** DATA SHOWN follows **

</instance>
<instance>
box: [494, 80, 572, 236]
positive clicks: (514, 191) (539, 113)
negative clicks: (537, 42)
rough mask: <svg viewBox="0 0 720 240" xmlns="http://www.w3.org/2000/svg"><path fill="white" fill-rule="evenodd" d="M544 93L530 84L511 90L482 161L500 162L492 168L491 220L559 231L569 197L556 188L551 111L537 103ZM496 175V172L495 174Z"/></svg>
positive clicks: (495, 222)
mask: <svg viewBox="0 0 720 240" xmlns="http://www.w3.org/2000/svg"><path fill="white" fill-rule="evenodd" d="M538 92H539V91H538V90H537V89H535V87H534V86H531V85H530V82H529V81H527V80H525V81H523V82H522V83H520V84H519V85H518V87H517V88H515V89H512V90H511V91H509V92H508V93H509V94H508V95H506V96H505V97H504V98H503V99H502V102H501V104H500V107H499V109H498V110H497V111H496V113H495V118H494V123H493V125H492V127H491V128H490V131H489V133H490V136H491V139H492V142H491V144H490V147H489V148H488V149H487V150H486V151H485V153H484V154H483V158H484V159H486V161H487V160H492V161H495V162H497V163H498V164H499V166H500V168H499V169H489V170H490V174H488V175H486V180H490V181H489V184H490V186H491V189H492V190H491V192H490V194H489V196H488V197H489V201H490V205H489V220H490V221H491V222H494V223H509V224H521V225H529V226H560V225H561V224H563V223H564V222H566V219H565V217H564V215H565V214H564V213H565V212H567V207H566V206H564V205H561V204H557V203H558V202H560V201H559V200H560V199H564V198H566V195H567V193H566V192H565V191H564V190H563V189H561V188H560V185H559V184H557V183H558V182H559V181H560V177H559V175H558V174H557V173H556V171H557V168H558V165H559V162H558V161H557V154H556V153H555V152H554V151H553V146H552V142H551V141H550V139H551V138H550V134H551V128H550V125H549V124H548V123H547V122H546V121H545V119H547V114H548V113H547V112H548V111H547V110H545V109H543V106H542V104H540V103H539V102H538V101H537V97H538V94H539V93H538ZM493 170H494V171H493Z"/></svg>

** End of DATA SHOWN **

Extract every one of the lines above and reproduce them character for character, with no additions or omissions.

EXERCISE RESULT -
</instance>
<instance>
box: [494, 80, 572, 236]
positive clicks: (514, 191) (539, 113)
negative clicks: (537, 42)
rough mask: <svg viewBox="0 0 720 240" xmlns="http://www.w3.org/2000/svg"><path fill="white" fill-rule="evenodd" d="M544 93L530 84L511 90L482 161L500 162L492 168L491 220L559 231L569 197L556 188L551 111L537 103ZM496 175V172L495 174Z"/></svg>
positive clicks: (495, 222)
mask: <svg viewBox="0 0 720 240" xmlns="http://www.w3.org/2000/svg"><path fill="white" fill-rule="evenodd" d="M538 92H539V91H538V90H537V89H535V87H534V86H531V85H530V82H529V81H527V80H525V81H523V82H522V83H520V84H519V85H518V87H517V88H515V89H512V90H511V91H509V92H508V93H509V94H508V95H506V96H505V97H504V98H503V99H502V102H501V104H500V107H499V109H498V110H497V111H496V113H495V118H494V123H493V125H492V127H491V128H490V131H489V133H490V136H491V139H492V142H491V144H490V147H489V148H488V149H487V150H486V151H485V153H484V154H483V158H484V159H486V161H487V160H492V161H495V162H497V163H498V164H499V166H500V168H499V169H489V170H490V174H488V175H486V180H490V181H489V184H490V186H491V189H492V190H491V192H490V194H489V196H488V197H489V201H490V205H489V220H490V221H491V222H494V223H509V224H521V225H529V226H560V225H561V224H563V223H564V222H566V219H565V217H564V215H565V214H564V213H565V212H567V207H566V206H564V205H561V204H557V203H558V202H560V201H559V200H560V199H564V198H566V195H567V193H566V192H565V191H564V190H563V189H561V188H560V185H559V184H557V183H558V182H559V181H560V177H559V175H558V174H557V173H556V171H557V168H558V165H559V162H558V161H557V154H556V153H555V152H554V151H553V146H552V142H551V141H550V139H551V138H550V134H551V128H550V125H549V124H548V123H547V122H546V121H545V119H547V114H548V113H547V112H548V111H547V110H545V109H543V106H542V104H540V103H539V102H538V101H537V97H538V94H539V93H538ZM493 170H494V171H493Z"/></svg>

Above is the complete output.